GIVEN INFORMATION

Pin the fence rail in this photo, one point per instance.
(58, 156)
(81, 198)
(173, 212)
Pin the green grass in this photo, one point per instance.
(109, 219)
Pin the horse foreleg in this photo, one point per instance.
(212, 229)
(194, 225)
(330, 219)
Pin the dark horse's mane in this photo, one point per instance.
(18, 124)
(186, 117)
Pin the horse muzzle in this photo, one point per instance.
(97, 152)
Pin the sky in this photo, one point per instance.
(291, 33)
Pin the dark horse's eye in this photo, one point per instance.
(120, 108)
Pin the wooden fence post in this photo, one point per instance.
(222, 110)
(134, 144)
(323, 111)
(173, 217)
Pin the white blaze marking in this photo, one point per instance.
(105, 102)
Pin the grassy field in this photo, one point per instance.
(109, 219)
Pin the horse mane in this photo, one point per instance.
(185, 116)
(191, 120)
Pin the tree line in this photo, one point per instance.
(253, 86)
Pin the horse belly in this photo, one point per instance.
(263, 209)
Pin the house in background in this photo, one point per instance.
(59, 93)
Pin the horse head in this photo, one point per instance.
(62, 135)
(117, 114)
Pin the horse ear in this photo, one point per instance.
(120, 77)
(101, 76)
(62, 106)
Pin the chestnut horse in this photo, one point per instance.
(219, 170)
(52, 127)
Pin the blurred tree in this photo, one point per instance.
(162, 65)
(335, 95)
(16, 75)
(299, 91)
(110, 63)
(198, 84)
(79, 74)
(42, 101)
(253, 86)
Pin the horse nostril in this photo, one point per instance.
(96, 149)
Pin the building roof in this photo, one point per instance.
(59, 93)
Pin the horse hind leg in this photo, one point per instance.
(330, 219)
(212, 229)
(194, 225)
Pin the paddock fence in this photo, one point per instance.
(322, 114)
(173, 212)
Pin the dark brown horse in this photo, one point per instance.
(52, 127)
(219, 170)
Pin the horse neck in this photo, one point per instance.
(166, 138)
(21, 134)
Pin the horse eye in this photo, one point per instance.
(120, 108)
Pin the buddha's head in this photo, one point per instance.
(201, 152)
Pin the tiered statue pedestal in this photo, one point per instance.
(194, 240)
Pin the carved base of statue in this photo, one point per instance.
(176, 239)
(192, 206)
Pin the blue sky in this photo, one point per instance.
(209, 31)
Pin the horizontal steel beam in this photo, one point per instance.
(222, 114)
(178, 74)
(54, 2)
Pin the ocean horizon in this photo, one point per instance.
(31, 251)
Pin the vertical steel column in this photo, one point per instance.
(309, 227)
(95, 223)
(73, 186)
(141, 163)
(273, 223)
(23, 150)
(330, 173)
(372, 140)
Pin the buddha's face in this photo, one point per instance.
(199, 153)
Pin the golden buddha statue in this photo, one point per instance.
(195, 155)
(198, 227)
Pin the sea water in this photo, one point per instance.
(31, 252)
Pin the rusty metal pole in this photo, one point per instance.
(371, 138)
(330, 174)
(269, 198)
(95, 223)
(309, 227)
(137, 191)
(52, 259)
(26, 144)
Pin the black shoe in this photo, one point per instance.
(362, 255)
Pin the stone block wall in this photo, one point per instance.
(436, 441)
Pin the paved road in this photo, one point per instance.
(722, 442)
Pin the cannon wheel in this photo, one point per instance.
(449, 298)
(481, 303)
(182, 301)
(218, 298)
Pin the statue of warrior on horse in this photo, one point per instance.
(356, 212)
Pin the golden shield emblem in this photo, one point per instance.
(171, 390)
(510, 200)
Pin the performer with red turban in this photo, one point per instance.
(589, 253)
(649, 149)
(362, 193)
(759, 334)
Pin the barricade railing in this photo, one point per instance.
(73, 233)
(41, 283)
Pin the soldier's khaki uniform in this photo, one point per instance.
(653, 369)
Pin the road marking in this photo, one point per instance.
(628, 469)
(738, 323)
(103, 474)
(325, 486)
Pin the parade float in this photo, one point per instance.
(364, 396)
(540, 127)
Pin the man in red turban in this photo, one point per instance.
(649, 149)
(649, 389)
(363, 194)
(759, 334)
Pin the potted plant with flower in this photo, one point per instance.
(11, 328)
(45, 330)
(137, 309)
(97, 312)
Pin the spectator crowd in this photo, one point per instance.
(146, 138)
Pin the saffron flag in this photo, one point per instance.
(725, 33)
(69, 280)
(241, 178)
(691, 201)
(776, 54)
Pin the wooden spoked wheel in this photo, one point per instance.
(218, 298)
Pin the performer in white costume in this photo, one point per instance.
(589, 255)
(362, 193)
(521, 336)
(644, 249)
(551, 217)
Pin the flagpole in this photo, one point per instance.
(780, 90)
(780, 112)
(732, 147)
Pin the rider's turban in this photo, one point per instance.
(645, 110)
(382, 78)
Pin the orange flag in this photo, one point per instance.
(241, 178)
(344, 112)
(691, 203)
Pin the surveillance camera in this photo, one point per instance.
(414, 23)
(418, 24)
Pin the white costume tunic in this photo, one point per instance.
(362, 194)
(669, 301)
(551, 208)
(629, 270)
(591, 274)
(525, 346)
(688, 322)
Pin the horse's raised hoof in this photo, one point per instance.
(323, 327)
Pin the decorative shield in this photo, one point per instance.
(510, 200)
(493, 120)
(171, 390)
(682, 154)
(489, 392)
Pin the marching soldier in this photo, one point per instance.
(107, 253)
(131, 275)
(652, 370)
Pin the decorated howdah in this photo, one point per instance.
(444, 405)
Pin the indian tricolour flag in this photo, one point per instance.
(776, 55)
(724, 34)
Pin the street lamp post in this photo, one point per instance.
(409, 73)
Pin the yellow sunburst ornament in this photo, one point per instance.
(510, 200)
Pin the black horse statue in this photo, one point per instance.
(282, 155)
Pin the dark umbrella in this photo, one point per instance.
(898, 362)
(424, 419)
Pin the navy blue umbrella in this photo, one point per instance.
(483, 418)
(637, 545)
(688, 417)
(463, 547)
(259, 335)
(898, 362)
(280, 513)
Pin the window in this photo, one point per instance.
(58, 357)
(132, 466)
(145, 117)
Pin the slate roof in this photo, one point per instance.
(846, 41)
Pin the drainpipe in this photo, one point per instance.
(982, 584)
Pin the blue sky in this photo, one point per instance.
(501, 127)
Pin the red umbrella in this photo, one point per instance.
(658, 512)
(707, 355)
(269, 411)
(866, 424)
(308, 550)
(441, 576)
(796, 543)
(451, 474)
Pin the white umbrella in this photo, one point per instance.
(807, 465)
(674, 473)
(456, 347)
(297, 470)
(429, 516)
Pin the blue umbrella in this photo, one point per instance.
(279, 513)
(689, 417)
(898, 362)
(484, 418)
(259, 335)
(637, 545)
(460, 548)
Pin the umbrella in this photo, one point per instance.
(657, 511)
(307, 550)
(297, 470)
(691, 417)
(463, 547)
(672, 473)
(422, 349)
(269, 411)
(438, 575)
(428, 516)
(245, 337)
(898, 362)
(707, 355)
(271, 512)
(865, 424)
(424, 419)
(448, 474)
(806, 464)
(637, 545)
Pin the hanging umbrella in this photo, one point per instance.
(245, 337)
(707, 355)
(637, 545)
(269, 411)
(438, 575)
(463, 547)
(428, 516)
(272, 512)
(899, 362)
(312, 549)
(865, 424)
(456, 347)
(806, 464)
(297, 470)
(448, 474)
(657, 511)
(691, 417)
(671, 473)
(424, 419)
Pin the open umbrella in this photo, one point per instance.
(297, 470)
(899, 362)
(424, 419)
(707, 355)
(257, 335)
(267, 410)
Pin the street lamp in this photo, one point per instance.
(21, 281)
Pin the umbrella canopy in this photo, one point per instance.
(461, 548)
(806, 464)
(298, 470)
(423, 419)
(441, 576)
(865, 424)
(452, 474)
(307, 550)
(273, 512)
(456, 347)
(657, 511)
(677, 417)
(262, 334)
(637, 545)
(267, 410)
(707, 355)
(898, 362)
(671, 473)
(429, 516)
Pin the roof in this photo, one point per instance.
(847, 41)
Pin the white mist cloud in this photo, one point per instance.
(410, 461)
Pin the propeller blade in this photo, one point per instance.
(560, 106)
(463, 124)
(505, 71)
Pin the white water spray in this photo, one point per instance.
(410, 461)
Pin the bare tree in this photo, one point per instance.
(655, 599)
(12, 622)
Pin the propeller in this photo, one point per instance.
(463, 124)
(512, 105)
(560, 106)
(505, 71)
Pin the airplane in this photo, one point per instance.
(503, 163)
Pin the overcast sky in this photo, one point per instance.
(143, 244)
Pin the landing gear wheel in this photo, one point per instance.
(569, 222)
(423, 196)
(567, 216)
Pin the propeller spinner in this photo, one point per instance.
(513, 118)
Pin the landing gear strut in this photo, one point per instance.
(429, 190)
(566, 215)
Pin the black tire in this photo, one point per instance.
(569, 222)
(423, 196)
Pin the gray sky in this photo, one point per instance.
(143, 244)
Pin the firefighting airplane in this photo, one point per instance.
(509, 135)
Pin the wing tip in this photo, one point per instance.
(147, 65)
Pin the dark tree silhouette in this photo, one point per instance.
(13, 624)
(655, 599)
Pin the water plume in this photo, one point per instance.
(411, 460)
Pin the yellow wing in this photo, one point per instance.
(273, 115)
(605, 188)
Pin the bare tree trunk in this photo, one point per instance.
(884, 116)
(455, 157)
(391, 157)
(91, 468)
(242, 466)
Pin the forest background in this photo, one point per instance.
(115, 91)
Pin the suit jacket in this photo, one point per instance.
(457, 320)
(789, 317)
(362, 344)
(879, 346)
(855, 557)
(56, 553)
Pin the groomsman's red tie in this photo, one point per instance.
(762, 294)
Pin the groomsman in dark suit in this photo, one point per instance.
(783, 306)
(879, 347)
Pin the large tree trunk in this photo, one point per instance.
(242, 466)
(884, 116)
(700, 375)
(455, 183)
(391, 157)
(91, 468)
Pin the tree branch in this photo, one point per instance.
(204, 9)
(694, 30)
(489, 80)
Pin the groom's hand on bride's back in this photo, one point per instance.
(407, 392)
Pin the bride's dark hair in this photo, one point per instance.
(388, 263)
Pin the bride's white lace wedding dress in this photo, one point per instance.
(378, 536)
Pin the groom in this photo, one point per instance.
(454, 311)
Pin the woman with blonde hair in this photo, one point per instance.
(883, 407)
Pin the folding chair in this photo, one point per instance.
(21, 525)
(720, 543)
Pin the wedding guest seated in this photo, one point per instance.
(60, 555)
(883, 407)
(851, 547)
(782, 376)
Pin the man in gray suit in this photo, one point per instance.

EXERCISE TASK
Reproduce the lines of the entries above exactly, but only from the line containing "Pin the bride's dark" through the final line.

RESPONSE TO THIS EXERCISE
Pin the bride's dark hair in this photo, one point per instance.
(388, 263)
Pin the bride's white lace wedding dress in this photo, one point per instance.
(378, 536)
Pin the groom in this photo, one point per instance.
(454, 311)
Pin the woman with blonde hair in this photo, one point per instance.
(883, 407)
Pin the folding chair in this photo, one point per instance.
(21, 525)
(720, 543)
Pin the wedding guest seated in this photo, one point per instance.
(60, 555)
(883, 407)
(851, 547)
(782, 376)
Pin the man in gray suit in this photo, one point per instance.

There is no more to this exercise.